**Short exercise**. Starting at the line containing "Could you point out the tall" and running through the last line of the records below, render each line as a row of a Markdown table with the columns Row and Line. Skip blank lines.

**Dataset extract**.
*-*-*
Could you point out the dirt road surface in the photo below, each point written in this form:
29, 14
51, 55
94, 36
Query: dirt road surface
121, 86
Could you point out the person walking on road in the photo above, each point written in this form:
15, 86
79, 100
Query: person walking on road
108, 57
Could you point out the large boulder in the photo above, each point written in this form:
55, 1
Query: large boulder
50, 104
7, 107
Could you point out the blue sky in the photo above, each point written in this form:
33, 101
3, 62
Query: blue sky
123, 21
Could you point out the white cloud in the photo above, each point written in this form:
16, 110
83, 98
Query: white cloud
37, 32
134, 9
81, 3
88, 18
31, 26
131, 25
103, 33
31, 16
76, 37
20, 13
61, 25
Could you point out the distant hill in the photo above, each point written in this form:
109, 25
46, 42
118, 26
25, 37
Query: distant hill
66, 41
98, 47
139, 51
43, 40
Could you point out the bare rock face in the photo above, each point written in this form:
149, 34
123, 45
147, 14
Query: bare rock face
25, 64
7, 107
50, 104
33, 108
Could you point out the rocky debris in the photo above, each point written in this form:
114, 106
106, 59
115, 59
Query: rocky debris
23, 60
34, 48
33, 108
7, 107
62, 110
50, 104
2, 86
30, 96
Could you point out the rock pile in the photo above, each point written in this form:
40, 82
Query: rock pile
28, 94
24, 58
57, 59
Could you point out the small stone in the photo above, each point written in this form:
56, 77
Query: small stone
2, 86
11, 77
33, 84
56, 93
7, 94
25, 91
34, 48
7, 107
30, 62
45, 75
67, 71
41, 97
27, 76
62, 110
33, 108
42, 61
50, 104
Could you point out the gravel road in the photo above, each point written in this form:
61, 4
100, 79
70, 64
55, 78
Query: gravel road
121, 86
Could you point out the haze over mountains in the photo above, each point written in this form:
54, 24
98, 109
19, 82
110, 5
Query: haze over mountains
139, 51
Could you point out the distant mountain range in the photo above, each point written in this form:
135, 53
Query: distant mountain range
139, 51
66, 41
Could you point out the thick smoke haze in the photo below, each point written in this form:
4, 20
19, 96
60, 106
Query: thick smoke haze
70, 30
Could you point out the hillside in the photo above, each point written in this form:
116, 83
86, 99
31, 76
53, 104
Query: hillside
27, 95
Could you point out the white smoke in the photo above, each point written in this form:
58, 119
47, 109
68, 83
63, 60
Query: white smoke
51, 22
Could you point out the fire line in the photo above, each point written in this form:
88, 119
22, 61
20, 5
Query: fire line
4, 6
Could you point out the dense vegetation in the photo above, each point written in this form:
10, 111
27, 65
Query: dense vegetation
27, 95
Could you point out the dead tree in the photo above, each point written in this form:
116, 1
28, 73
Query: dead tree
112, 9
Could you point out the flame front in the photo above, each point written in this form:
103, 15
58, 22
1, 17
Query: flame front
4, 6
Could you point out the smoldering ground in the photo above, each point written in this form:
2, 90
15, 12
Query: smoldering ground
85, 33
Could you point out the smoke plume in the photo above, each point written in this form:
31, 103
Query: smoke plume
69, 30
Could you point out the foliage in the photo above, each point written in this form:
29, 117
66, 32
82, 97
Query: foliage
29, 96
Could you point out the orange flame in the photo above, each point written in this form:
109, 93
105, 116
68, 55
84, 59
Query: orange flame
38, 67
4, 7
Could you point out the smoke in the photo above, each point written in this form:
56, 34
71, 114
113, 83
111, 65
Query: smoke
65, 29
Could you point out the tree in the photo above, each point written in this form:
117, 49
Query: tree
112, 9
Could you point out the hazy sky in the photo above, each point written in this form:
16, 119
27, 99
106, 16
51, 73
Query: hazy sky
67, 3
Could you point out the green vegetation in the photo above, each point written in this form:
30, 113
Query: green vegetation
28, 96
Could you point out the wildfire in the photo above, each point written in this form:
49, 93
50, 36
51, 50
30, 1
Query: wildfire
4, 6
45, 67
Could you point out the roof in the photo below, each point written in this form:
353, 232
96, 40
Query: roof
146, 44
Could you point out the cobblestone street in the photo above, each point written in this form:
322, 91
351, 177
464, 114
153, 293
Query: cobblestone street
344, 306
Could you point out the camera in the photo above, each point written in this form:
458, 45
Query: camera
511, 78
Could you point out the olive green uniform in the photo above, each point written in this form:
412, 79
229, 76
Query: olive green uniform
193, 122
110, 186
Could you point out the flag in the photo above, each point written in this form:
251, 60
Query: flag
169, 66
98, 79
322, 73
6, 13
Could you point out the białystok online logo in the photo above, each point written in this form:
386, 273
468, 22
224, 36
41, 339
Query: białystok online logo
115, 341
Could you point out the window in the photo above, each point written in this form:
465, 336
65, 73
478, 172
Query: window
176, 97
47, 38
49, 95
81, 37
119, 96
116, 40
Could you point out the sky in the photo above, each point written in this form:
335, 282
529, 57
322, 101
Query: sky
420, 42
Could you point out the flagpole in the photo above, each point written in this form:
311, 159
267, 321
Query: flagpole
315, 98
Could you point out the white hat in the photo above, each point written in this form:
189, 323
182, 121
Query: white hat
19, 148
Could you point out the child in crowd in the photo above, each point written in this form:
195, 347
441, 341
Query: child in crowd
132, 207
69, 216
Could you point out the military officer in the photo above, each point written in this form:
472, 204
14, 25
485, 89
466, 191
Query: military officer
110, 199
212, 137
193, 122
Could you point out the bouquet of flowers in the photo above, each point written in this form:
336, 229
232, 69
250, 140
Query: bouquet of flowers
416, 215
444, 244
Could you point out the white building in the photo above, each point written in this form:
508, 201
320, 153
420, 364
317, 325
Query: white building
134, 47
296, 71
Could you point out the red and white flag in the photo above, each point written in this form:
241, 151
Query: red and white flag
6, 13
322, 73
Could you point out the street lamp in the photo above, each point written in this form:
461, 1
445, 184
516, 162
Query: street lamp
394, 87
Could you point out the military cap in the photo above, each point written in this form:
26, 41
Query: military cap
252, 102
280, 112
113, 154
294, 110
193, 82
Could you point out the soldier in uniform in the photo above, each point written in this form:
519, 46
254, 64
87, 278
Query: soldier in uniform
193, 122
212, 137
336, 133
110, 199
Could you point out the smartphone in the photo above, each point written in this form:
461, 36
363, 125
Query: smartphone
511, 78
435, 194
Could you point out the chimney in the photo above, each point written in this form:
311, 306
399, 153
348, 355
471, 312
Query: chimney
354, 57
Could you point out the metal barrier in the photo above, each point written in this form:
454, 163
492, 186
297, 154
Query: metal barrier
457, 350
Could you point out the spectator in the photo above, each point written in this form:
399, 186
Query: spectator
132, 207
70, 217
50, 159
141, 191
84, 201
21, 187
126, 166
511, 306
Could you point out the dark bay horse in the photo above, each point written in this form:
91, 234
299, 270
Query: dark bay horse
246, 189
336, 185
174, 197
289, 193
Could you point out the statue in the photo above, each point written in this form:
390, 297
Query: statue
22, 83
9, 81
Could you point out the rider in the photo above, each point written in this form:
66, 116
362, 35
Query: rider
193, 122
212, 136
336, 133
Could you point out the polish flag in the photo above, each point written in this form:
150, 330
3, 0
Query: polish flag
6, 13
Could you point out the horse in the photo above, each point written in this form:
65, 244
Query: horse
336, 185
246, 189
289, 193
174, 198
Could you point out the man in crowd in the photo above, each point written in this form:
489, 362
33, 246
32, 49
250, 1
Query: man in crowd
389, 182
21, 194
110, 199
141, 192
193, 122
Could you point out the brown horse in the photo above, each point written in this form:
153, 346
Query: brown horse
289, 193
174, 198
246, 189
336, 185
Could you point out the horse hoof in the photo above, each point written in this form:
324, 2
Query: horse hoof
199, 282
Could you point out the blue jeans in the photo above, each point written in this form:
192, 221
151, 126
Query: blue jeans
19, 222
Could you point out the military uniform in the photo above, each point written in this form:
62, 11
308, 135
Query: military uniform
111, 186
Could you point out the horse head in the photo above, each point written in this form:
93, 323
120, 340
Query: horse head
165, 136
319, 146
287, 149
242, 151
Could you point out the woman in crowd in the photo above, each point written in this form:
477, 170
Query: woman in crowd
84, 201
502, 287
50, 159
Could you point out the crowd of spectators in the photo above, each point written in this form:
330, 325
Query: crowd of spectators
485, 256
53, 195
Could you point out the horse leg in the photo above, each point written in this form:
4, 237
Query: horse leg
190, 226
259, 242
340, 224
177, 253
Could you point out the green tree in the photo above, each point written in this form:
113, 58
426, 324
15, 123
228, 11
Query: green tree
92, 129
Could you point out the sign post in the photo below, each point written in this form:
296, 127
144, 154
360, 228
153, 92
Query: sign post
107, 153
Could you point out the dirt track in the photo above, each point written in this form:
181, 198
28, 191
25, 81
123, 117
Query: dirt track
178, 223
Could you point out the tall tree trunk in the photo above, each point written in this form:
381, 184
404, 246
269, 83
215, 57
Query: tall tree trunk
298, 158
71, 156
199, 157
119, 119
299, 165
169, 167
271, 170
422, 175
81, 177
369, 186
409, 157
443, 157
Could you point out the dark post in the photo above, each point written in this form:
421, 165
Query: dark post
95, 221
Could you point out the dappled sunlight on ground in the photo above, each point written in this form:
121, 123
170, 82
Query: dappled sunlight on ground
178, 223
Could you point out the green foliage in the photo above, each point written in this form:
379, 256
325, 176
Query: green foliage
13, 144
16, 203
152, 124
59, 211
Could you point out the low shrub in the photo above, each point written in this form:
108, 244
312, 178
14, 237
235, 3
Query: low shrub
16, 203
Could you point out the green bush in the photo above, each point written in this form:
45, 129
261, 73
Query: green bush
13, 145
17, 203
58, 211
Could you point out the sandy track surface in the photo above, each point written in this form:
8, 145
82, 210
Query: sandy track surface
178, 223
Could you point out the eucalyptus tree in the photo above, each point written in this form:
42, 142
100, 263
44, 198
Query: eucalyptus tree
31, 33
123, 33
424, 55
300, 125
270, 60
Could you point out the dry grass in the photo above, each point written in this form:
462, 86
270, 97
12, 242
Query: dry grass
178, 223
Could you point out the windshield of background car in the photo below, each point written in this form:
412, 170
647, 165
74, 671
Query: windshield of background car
*-*-*
**Complete response**.
| Row | Line |
|---|---|
| 1 | Could you point out the tall tree trunk in the photo above, each point written in this form: |
| 2 | 381, 184 |
| 3 | 404, 246 |
| 4 | 269, 83 |
| 5 | 215, 57 |
| 6 | Query: tall tree trunk |
| 7 | 298, 158 |
| 8 | 71, 156 |
| 9 | 199, 157 |
| 10 | 119, 119 |
| 11 | 299, 165 |
| 12 | 169, 167 |
| 13 | 271, 170 |
| 14 | 422, 175 |
| 15 | 81, 177 |
| 16 | 369, 186 |
| 17 | 409, 157 |
| 18 | 443, 157 |
| 19 | Could you point out the dark post in the photo above, each point written in this form: |
| 20 | 421, 165 |
| 21 | Query: dark post |
| 22 | 95, 221 |
| 23 | Could you point out the dappled sunlight on ground in the photo above, each point written in this form: |
| 24 | 121, 123 |
| 25 | 170, 82 |
| 26 | Query: dappled sunlight on ground |
| 27 | 178, 223 |
| 28 | Could you point out the green foliage in the photo above, each point written in this form: |
| 29 | 379, 256 |
| 30 | 325, 176 |
| 31 | Query: green foliage |
| 32 | 13, 144 |
| 33 | 16, 203 |
| 34 | 152, 124 |
| 35 | 59, 211 |
| 36 | Could you point out the low shrub in the photo above, each point written in this form: |
| 37 | 108, 244 |
| 38 | 312, 178 |
| 39 | 14, 237 |
| 40 | 235, 3 |
| 41 | Query: low shrub |
| 42 | 16, 203 |
| 43 | Could you point out the green bush in the photo above, each point written in this form: |
| 44 | 45, 129 |
| 45 | 261, 73 |
| 46 | Query: green bush |
| 47 | 13, 145 |
| 48 | 17, 203 |
| 49 | 58, 211 |
| 50 | Could you point out the sandy track surface in the photo above, each point written in this form: |
| 51 | 8, 145 |
| 52 | 82, 210 |
| 53 | Query: sandy track surface |
| 54 | 178, 223 |
| 55 | Could you point out the eucalyptus tree in the photo above, each point written in this form: |
| 56 | 42, 142 |
| 57 | 100, 263 |
| 58 | 44, 198 |
| 59 | Query: eucalyptus tree |
| 60 | 31, 33 |
| 61 | 123, 33 |
| 62 | 424, 55 |
| 63 | 300, 125 |
| 64 | 270, 60 |
| 65 | Could you point out the dry grass in the photo above, each point written in this form: |
| 66 | 462, 86 |
| 67 | 270, 97 |
| 68 | 12, 242 |
| 69 | Query: dry grass |
| 70 | 178, 223 |
| 71 | Could you point out the windshield of background car in the photo below, each point written in this form: |
| 72 | 412, 170 |
| 73 | 647, 165 |
| 74 | 74, 671 |
| 75 | Query: windshield of background car |